DOCUMENT SEGMENT =
◇ ◇ ◇ ◇ ◇
# Leg Press...hands on the knees a do or don't???



## Uthinkso (Mar 6, 2007)

What do you do?


----------



## AKIRA (Mar 6, 2007)

I see people doing it..and they never grow.  There are handles there.  Use them.  Dont cheat yourself.


----------



## fufu (Mar 6, 2007)

I wouldn't see the point, if you are training legs, you are training legs. Why use your hands to help when you can just lower the weight?

I said in the poll I don't put my hands on my knees, but I never leg press anymore, but if I didn't, I wouldn't.


----------



## Witchblade (Mar 6, 2007)

I don't leg press either, and if I would I definitely wouldn't cheat either. I doubt it's good for your knees, and like Akira said, you shouldn't cheat the movement.


----------



## plewser2006 (Mar 6, 2007)

i guess if you wanna get that one last rep out and cant quite do it then a little push might get it done,
lets say you push with 10 pounds or pressure, and your working with 300 pounds, thats still a 290lb rep...

but then again, im sure its bad for the knees


----------



## DOMS (Mar 6, 2007)

I keep my hands on my crotch.  Oddly enough, I don't have to worry about people wanting to talk to me while I workout.


----------



## SheLifts (Mar 6, 2007)

at my sides on the handles.


----------



## kidbodybilder (Mar 6, 2007)

on the handles for me to


----------



## Spud (Mar 6, 2007)

I keep my hands on my knees sometimes. As long as your not actually pushing, I see no problem. In fact, removing the counterbalance of gripping and pulling on the handles could make the exercise harder.
◇ ◇ ◇ ◇ ◇
WRITTEN TASK 1 =
Answer these questions about the leg press thread:
(a) What does AKIRA say to use instead of putting hands on the knees?
(b) In plewser2006's example of pushing with 10 pounds while working with 300 pounds, what weight is the rep said to still be?
(c) Where does SheLifts keep the hands during the leg press?
The text and the entries have nothing to do with each other.
◇ ◇ ◇ ◇ ◇
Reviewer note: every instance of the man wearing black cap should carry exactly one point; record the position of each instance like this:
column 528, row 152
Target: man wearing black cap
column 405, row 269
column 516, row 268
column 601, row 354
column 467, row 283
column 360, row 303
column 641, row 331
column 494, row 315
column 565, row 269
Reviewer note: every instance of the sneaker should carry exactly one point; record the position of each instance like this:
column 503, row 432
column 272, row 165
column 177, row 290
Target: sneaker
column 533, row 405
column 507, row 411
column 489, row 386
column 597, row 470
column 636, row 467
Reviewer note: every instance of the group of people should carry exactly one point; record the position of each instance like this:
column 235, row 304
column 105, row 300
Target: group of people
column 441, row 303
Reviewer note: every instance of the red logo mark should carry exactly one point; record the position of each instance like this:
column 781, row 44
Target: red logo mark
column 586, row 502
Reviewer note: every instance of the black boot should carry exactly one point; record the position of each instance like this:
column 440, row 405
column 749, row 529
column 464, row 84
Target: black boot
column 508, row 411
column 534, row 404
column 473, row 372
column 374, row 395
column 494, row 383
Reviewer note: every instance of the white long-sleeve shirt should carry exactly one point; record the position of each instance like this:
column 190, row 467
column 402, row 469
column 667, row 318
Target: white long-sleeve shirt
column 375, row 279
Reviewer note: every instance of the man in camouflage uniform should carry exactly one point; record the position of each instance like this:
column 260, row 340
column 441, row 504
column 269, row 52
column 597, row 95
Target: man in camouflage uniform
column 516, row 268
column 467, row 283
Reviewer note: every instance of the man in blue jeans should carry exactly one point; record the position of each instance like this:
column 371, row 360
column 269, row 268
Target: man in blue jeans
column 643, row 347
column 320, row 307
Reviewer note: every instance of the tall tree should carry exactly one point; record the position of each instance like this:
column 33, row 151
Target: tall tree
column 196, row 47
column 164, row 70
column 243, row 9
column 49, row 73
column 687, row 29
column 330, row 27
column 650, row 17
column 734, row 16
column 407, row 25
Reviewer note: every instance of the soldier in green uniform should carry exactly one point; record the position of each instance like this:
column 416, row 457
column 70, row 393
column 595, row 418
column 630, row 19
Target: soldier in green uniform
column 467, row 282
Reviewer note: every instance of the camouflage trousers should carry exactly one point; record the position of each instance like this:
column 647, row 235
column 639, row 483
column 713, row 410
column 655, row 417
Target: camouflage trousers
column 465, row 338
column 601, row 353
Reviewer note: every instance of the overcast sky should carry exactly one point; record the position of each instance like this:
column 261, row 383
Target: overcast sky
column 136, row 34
◇ ◇ ◇ ◇ ◇
WRITTEN TASK 2 = In the entries, copy out the lines verbatim, starting with the line that contains "Reviewer note: every instance of the white" and going on through the line that contains "column 467, row 282".

WRITTEN REPLY 1 =
(a) The handles.
(b) 290 pounds.
(c) At the sides on the handles.

WRITTEN REPLY 2 =
Reviewer note: every instance of the white long-sleeve shirt should carry exactly one point; record the position of each instance like this:
column 190, row 467
column 402, row 469
column 667, row 318
Target: white long-sleeve shirt
column 375, row 279
Reviewer note: every instance of the man in camouflage uniform should carry exactly one point; record the position of each instance like this:
column 260, row 340
column 441, row 504
column 269, row 52
column 597, row 95
Target: man in camouflage uniform
column 516, row 268
column 467, row 283
Reviewer note: every instance of the man in blue jeans should carry exactly one point; record the position of each instance like this:
column 371, row 360
column 269, row 268
Target: man in blue jeans
column 643, row 347
column 320, row 307
Reviewer note: every instance of the tall tree should carry exactly one point; record the position of each instance like this:
column 33, row 151
Target: tall tree
column 196, row 47
column 164, row 70
column 243, row 9
column 49, row 73
column 687, row 29
column 330, row 27
column 650, row 17
column 734, row 16
column 407, row 25
Reviewer note: every instance of the soldier in green uniform should carry exactly one point; record the position of each instance like this:
column 416, row 457
column 70, row 393
column 595, row 418
column 630, row 19
Target: soldier in green uniform
column 467, row 282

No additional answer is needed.